*** Opening of PASSAGE PROVIDED ***

Lavinia MADDALUNO

Position
Researcher
E-mail
lavinia.maddaluno@unive.it
Scientific sector (SSD)
Storia moderna [HIST-02/A]
Website
www.unive.it/people/lavinia.maddaluno (personal record)
Office
Department of Humanities
Website: https://www.unive.it/dep.humanities

I am a historian (Cambridge, History Faculty, PhD) and historian of science (Cambridge, HPS Department, MPhil) with a previous training in Philosophy (Pisa, BA and Master). My expertise is situated between the history of science and intellectual history, and my central research question concerns the role of scientific knowledge production in the realisation of ideas of state, wealth and society in Europe in the early modern period. My first book, forthcoming with the Voltaire Foundation. Oxford University Studies in the Enlightenment in autumn 2024, investigates how political economic ideas materialised in scientific practices in the Duchy of Milan between the time of enlightened reforms and the transition to the Napoleonic period.

*** Close of PASSAGE PROVIDED ***

WORK INSTRUCTION A
From the profile, copy the text from "I am a historian" up to and including "the Napoleonic period.".
WORK INSTRUCTION B
Answer these questions from the profile:
(i) Which department is listed under Office?
(ii) At which university and faculty did the researcher earn a PhD?
(iii) Which region does the first book examine?

*** Opening of DATASET EXCERPT ***

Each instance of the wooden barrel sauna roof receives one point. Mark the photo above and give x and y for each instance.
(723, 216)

*** Close of DATASET EXCERPT ***

TASK RESULT A
I am a historian (Cambridge, History Faculty, PhD) and historian of science (Cambridge, HPS Department, MPhil) with a previous training in Philosophy (Pisa, BA and Master). My expertise is situated between the history of science and intellectual history, and my central research question concerns the role of scientific knowledge production in the realisation of ideas of state, wealth and society in Europe in the early modern period. My first book, forthcoming with the Voltaire Foundation. Oxford University Studies in the Enlightenment in autumn 2024, investigates how political economic ideas materialised in scientific practices in the Duchy of Milan between the time of enlightened reforms and the transition to the Napoleonic period.

TASK RESULT B
(i) Department of Humanities
(ii) Cambridge, History Faculty
(iii) The Duchy of Milan